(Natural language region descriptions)
# # #
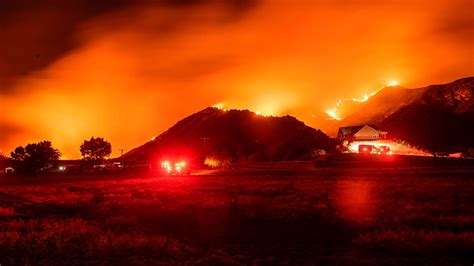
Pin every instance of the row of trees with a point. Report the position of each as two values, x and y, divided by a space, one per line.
37 157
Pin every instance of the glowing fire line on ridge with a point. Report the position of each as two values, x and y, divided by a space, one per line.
332 112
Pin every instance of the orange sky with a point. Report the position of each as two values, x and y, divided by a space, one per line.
129 72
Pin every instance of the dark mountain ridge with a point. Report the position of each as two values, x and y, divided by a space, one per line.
235 135
437 117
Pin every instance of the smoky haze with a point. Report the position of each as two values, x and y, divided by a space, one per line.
127 71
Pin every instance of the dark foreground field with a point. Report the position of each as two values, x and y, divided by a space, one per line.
410 216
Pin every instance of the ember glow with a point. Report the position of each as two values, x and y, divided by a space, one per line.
125 72
333 112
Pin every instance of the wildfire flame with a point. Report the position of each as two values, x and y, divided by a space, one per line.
332 112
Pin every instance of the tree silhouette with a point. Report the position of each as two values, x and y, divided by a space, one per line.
95 150
35 157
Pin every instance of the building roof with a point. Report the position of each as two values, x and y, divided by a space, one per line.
351 130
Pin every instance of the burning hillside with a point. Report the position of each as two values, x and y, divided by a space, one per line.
235 135
437 117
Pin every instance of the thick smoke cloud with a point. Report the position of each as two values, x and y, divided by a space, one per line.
126 71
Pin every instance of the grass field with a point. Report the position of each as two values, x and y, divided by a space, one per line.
410 216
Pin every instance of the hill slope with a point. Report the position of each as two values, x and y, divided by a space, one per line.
437 116
235 135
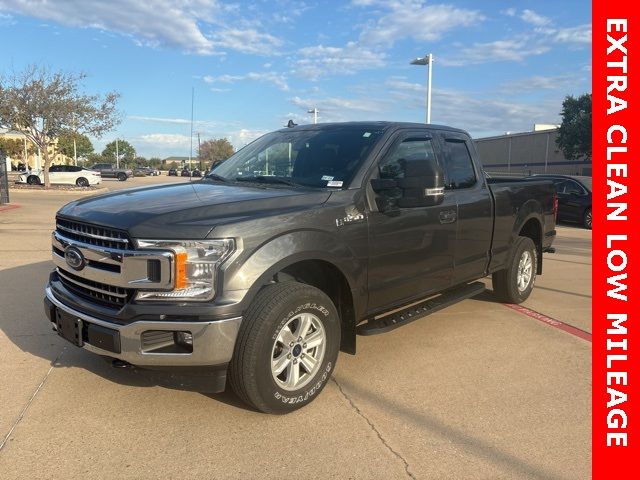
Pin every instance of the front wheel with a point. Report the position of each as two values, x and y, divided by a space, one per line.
515 283
286 349
586 220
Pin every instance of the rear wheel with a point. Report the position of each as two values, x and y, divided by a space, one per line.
586 220
515 283
286 349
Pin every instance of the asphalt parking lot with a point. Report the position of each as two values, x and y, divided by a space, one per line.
477 391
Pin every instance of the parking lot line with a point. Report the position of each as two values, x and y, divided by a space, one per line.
550 321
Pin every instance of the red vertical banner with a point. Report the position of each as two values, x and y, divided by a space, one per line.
616 250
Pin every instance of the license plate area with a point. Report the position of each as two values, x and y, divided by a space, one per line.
69 327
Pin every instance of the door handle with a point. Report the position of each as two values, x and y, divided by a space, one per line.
448 216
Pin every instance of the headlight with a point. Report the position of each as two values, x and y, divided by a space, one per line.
196 263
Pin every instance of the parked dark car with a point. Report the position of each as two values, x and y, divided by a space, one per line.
262 272
110 170
574 198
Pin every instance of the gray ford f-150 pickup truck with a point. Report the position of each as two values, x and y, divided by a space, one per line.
267 267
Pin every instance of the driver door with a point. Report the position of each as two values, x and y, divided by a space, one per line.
411 250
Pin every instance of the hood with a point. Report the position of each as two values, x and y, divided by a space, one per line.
187 210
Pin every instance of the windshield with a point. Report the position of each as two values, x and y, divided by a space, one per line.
313 158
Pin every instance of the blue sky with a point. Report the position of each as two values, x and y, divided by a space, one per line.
499 66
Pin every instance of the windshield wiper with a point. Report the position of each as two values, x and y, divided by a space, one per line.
267 179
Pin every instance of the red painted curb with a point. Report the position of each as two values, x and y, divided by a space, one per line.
8 207
550 321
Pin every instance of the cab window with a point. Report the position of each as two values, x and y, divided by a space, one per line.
459 172
411 149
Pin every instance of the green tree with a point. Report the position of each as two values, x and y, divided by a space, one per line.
574 136
43 104
215 151
125 151
14 148
83 145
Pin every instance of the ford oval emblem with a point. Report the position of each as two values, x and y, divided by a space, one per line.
74 258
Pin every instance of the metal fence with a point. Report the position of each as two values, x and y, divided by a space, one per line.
4 179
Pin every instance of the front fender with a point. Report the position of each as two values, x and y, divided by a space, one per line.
259 267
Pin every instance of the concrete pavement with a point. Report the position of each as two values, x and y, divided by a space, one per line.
475 391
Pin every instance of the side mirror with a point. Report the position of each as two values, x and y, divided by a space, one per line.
383 184
423 185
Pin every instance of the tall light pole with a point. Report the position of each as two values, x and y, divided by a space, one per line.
315 112
426 60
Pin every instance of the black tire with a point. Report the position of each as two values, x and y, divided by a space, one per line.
586 219
505 282
33 180
273 309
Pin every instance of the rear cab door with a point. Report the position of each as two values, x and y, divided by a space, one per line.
410 249
466 182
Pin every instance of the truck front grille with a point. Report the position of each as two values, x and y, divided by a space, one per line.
102 293
93 234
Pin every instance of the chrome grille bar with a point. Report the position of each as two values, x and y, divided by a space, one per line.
85 285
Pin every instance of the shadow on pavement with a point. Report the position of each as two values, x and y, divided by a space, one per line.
23 321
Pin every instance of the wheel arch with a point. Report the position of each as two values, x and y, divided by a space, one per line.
320 261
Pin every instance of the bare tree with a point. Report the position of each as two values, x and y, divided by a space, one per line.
43 104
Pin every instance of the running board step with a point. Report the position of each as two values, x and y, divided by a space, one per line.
419 310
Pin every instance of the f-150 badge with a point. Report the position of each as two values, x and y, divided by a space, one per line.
350 217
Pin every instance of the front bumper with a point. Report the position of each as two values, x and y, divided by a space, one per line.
213 341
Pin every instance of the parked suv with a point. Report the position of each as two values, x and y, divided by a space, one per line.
110 170
309 236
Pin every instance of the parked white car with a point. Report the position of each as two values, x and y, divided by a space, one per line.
63 174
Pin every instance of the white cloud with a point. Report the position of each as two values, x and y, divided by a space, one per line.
274 78
514 49
414 19
198 124
152 22
539 82
319 60
247 40
166 139
183 24
239 138
577 35
482 115
533 18
338 109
# # #
TASK ITEM |
Your reply should restate every entry exactly, with the pictures left out.

RESPONSE FOR THIS EXERCISE |
Pin every instance of the row of trees with a point. Report the position of each as two values, x and y, divided by a space, one per line.
37 157
Pin every instance of the glowing fire line on ridge with a point. Report the position of each as two values, x and y, divided by a space, one per line.
332 112
Pin every instance of the orange sky with a point. Report the position of each as two values, x and y, divided by a space, one per line.
129 72
Pin every instance of the dark mountain ridge with a point. Report the position of each as two values, x and y, divided by a space, one per line.
235 135
437 117
Pin every instance of the smoky haze with a point. Report the position of each as two values, x and y, divided by a space, one per line.
127 71
Pin every instance of the dark foreground field with a point. Report the position of each as two values, x and y, divided by a space, one per line.
410 216
Pin every instance of the ember glow with a point. Report the position of each as two values, x and y, divided by a space, one per line.
125 72
333 112
Pin every instance of the wildfire flame with a point. Report the position of each as two values, x and y, divided by a space, one per line.
332 112
Pin every instance of the tree silhouette with a point. Report the position of each as two values, x and y, divided by a space, one per line.
95 150
35 157
Pin every instance of the building roof with a point. Report the position of each as two values, x and y, divided by a space, one per line.
351 130
Pin every instance of the burning hillside with a point. Report the position of each as two values, x and y, divided by a space, one per line.
235 135
437 117
Pin every instance of the thick smoke cloud with a point. Report the position of each as two values, x and y, divided by a space, one per line.
126 71
Pin every instance of the grass field with a point. Report the position of each as two values, x and y, divided by a space, one per line.
410 216
Pin every instance of the hill slope with a point. Report the position of each as two values, x and y, divided by a space, one per line.
437 116
235 135
Pin every instance of the front wheel with a point. Report the position of each as two values, x and y, divided by a space, one per line.
515 283
286 349
586 220
Pin every instance of the rear wheel with a point. Report the position of each as two values, x and y, divided by a space, one per line.
586 220
515 283
286 349
Pin every instance of the asphalt parking lot with a point. Report the position of each as two values, x and y, divided by a space, one per line.
477 391
Pin every instance of the parking lot line with a point. Report the position of each as two values, x and y, divided by a space, one per line.
550 321
Pin every instance of the red vertical banner with a point. Report the position of each as two values, x and y, divided by a space, one per line.
616 250
Pin every instance of the license plate area with a point. Report the position of each as two values, x and y, divided by a space, one per line.
69 327
Pin every instance of the door handle with a point. Report the position of each as two values, x and y, divided by a space, one per line.
448 216
Pin every instance of the headlight with a point. Report the position of each as two values, x and y, divided by a space, one per line.
196 263
Pin every instance of the parked dark car with a point. Report the position of each as two values, x and y, divided by a space, one per line.
262 272
110 170
574 198
Pin every instance of the gray ford f-150 pickup truck with a point. Report the position of each as two values, x and y, divided by a space, one per line.
267 267
Pin every instance of the driver door with a point. Report the position of each as two values, x and y, divided by a space, one per line.
411 250
Pin every instance of the hood with a point. Report the position of each as two values, x and y, divided by a space, one per line.
187 210
Pin every instance of the windshield with a point. Report the position of each as two values, x and y, divided by a space, one per line.
313 158
Pin every instance of the blue sky with a point. Report the position of each as two values, x and y, divided by a space, one per line.
499 66
Pin every instance of the windshield wiper with a point. Report the position of each as two values, x and y, divided by a space, one per line.
267 179
Pin every instance of the red painted curb with a point. Report the position of each as two values, x and y, divided by a space, one per line.
8 207
550 321
Pin every instance of the cab window with a point. Report the position of each as two values, x and y, divided by a space, one per line.
459 172
411 149
Pin every instance of the green tree with a point. Report the position of each as two values, x and y, divided by a space, one per line.
574 136
43 104
215 151
125 151
14 148
83 145
Pin every instance of the ford oval emblem with a point. Report the position of each as two values, x and y, divided by a space, one per line.
74 258
Pin every instance of the metal fence with a point. Report the position of each as two values, x and y, divided by a space, one per line.
4 179
Pin every instance of the front fender with a point. Report the position of each as two values, x and y, divided by a space, one per line.
259 267
Pin every instance of the concrete pavement with a point. Report the position of each as two values, x and y, divided by a space, one per line.
475 391
Pin every instance of the side mirror with a point. Report the position of each as two values, x and y, divided by a space, one per line.
383 184
423 185
Pin every instance of the tall light pole with a point. Report the position of each as two values, x and y, divided by a space, one per line.
315 112
426 60
Pin every instance of the black tire with a point. Report the position of each as two values, x and y, divided by a space, one per line.
586 219
505 282
33 180
273 309
Pin every instance of the rear cab door with a point. Report the position of each as two values, x and y, divided by a space, one per line.
410 249
466 182
Pin every instance of the truck front grille with a point. Report the position of each as two values, x and y, divided by a space, one per line.
102 293
93 234
Pin every instance of the chrome grille bar with a point. Report the position of each as two values, x and y, divided by a space, one per line.
85 285
Pin every instance of the shadow on pavement with a point. Report the position of each as two values, x and y, divided by a space, one per line.
23 321
Pin every instance of the wheel arch with a point. Report the position of each as two values, x and y, divided by a space, one per line.
320 261
Pin every instance of the bare tree with a point. Report the position of each as two values, x and y, divided by a space, one per line.
43 104
Pin every instance of the running board step with a point. Report the position of each as two values, x and y, divided by a space, one per line.
419 310
Pin every instance of the f-150 badge with a point. Report the position of each as two values, x and y, divided by a space, one per line.
350 217
Pin every instance of the front bumper with a point. Report the position of each as two values, x and y, divided by a space, one per line.
213 341
Pin every instance of the parked suv with a point. Report the position of each as two values, x and y, divided by a space, one per line.
110 170
309 236
Pin every instance of the parked white car with a point. Report the position of each as two values, x and y, divided by a space, one per line.
63 174
Pin every instance of the white cloud with a point. Report the position of each as two values, x and y, divided by a space, one per line.
274 78
514 49
414 19
198 124
152 22
539 82
319 60
247 40
166 139
183 24
239 138
577 35
482 115
533 18
338 109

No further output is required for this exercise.